November 18, 2012

Charitable Organizations and the Failure of Government

CharityMy views on this subject are highly conflicted, and I'm writing this because I am worried that I'm missing something that is obvious to everyone else. So please feel free to set me straight.

Here's my thesis: the nature and prevalence of charitable organizations in the U.S. reflects a serious failure in what should be a core part of the mission of government. When I saw the footage of President Obama visiting the New York offices of the Red Cross recently, I found myself wondering why a country as wealthy as the U.S. would need aid from the Red Cross at all. I understand perfectly well why an organization like this is needed in many parts of the world. But isn't our government supposed to take care of the people it claims to represent (or would that make us the "nanny state" Republicans are always complaining about)?

The presence of church-affiliated soup kitchens and homeless shelters raises the same question. Why are these important efforts being entrusted to religious organizations? Is this not a core government function? Do we really believe that churches are somehow capable of doing this better than our government? Why are we so unwilling to provide public assistance to our neighbors that we'd rather pawn this off on religious organizations?

§ **Dataset excerpts**:
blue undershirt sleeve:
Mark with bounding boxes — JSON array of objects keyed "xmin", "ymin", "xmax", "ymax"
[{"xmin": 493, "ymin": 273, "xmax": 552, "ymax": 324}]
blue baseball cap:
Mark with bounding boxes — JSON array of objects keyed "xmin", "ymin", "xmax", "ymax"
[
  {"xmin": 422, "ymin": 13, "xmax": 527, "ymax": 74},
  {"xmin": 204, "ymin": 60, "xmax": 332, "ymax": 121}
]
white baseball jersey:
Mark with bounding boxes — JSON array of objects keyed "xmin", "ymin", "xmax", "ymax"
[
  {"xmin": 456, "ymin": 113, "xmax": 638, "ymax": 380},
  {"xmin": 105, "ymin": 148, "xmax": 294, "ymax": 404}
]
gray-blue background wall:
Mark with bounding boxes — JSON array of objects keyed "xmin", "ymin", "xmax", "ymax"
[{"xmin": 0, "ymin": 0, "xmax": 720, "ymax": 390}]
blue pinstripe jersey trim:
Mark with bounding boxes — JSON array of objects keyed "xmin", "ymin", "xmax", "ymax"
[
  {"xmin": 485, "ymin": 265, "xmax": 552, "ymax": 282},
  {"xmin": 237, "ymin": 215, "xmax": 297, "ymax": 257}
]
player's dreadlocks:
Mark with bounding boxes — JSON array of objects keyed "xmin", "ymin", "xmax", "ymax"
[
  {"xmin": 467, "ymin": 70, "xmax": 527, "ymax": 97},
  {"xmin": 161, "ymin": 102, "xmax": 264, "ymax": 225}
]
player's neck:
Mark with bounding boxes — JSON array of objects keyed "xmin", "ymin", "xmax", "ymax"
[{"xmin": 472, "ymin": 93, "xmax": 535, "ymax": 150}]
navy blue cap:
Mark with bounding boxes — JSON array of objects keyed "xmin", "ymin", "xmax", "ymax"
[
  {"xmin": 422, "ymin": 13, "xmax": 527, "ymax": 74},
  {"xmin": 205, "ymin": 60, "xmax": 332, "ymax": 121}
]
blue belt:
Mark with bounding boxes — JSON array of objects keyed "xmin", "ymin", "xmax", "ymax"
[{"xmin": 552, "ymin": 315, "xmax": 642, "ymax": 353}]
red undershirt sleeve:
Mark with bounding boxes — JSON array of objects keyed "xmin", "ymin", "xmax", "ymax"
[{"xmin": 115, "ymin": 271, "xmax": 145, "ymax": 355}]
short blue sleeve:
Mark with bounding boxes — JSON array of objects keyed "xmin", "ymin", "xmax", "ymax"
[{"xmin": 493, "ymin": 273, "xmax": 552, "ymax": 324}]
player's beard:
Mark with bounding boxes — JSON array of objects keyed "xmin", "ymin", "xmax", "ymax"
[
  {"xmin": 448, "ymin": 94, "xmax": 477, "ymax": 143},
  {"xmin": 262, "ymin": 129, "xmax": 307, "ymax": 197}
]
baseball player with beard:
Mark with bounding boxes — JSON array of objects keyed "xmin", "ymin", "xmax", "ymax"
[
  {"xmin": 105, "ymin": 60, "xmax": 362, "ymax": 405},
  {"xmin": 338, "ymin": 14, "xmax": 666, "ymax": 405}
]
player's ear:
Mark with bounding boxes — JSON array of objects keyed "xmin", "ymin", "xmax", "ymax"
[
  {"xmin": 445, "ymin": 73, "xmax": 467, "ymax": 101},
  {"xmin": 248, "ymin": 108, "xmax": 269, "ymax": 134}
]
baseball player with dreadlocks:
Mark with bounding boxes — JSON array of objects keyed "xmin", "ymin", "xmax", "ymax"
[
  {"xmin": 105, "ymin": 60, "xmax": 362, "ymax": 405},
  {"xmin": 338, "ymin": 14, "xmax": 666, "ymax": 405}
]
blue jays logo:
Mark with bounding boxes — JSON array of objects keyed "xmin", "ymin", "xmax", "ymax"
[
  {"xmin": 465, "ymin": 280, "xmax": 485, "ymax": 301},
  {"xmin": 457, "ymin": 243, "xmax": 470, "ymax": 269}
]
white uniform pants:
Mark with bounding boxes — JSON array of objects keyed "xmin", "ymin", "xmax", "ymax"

§ **Problems to work on**:
1) Answer these questions using the passage about charitable organizations:
(a) Who did the writer see in footage visiting the New York offices of the Red Cross?
(b) Which political group does the writer say is always complaining about the "nanny state"?
(c) What kind of soup kitchens and homeless shelters does the writer mention?
2) Quote the passage about charitable organizations, starting at "Charitable Organizations and" and ending at "always complaining about)?".

§ **Task results**:
1)
(a) President Obama
(b) Republicans
(c) Church-affiliated ones

2)
Charitable Organizations and the Failure of Government

CharityMy views on this subject are highly conflicted, and I'm writing this because I am worried that I'm missing something that is obvious to everyone else. So please feel free to set me straight.

Here's my thesis: the nature and prevalence of charitable organizations in the U.S. reflects a serious failure in what should be a core part of the mission of government. When I saw the footage of President Obama visiting the New York offices of the Red Cross recently, I found myself wondering why a country as wealthy as the U.S. would need aid from the Red Cross at all. I understand perfectly well why an organization like this is needed in many parts of the world. But isn't our government supposed to take care of the people it claims to represent (or would that make us the "nanny state" Republicans are always complaining about)?